▶ STATED PROBLEM
Copy out everything in the records below, from the line that contains "Could you please outline every instance of the brick" down to the final line of the records, without changing a word.

▶ DATA ENTRIES

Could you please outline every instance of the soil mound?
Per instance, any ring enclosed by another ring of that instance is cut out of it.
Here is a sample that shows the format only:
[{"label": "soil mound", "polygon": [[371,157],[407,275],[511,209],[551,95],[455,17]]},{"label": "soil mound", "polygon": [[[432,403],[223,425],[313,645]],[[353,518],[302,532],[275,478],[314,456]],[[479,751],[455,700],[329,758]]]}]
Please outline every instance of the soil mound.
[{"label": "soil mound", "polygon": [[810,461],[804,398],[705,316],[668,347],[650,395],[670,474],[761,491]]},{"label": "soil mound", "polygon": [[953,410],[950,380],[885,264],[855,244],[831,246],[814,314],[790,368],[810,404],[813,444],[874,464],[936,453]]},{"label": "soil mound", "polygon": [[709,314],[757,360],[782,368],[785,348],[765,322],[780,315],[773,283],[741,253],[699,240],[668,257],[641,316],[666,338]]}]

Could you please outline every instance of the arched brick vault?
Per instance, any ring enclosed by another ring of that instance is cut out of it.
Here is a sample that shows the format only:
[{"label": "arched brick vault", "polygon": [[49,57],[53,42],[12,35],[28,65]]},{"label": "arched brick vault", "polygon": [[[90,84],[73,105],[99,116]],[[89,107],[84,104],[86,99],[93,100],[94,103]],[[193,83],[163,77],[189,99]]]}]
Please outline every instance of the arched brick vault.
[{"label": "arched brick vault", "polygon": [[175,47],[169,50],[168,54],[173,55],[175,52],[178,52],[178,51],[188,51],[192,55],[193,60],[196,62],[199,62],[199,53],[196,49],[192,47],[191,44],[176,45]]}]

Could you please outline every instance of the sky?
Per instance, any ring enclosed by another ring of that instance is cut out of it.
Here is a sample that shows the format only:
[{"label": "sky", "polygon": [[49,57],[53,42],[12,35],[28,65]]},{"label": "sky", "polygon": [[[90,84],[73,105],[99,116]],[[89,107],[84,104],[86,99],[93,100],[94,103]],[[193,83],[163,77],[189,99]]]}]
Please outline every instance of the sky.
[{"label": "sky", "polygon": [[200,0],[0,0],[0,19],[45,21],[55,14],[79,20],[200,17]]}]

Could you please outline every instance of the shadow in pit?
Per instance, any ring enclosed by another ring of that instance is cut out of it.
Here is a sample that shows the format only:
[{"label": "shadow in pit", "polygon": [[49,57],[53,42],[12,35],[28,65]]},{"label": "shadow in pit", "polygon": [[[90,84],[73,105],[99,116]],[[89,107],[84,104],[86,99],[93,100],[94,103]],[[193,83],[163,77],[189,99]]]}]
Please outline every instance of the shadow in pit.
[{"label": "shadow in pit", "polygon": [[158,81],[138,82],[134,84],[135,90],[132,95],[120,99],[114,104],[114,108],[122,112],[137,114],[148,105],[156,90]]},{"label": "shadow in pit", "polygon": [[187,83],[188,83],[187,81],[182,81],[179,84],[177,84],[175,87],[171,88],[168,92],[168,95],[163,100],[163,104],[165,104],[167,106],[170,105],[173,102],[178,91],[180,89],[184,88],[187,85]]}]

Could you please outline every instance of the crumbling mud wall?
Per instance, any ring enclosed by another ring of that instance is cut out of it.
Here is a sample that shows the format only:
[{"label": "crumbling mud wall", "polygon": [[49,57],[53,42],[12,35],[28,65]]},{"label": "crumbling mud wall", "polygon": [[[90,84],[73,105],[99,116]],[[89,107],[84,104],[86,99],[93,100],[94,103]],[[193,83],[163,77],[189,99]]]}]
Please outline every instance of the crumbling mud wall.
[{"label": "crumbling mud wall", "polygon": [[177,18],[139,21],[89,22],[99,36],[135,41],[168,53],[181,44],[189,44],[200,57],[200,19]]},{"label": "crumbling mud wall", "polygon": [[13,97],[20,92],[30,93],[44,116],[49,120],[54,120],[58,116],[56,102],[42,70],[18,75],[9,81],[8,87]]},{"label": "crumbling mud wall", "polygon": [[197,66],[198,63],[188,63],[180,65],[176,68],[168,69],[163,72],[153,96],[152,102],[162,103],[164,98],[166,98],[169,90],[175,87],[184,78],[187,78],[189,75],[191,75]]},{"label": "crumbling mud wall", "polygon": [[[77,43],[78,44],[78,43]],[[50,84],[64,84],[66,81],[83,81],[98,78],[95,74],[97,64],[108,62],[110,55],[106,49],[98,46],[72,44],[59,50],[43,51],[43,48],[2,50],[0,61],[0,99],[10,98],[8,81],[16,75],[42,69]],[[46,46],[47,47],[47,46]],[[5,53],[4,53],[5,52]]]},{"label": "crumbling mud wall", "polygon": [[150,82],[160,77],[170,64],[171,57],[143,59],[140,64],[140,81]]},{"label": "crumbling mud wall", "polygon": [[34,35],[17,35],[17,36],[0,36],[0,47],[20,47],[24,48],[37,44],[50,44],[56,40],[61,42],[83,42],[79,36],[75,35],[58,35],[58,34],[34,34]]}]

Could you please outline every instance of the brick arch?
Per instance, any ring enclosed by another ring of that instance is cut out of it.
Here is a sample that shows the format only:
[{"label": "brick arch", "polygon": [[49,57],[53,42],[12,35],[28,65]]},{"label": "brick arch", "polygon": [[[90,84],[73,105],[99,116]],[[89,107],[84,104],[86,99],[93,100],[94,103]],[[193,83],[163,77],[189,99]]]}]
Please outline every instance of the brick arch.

▶ COMPLETED EXERCISE
Could you please outline every instance of the brick arch?
Per instance, any ring enclosed by another ring of that instance is cut out of it.
Here is a sample that shows the format only:
[{"label": "brick arch", "polygon": [[49,57],[53,42],[12,35],[28,65]]},{"label": "brick arch", "polygon": [[[90,84],[73,105],[99,116]],[[89,107],[84,104],[86,99],[93,100],[94,103]],[[193,83],[163,77],[189,99]]]}]
Please outline every instance of the brick arch.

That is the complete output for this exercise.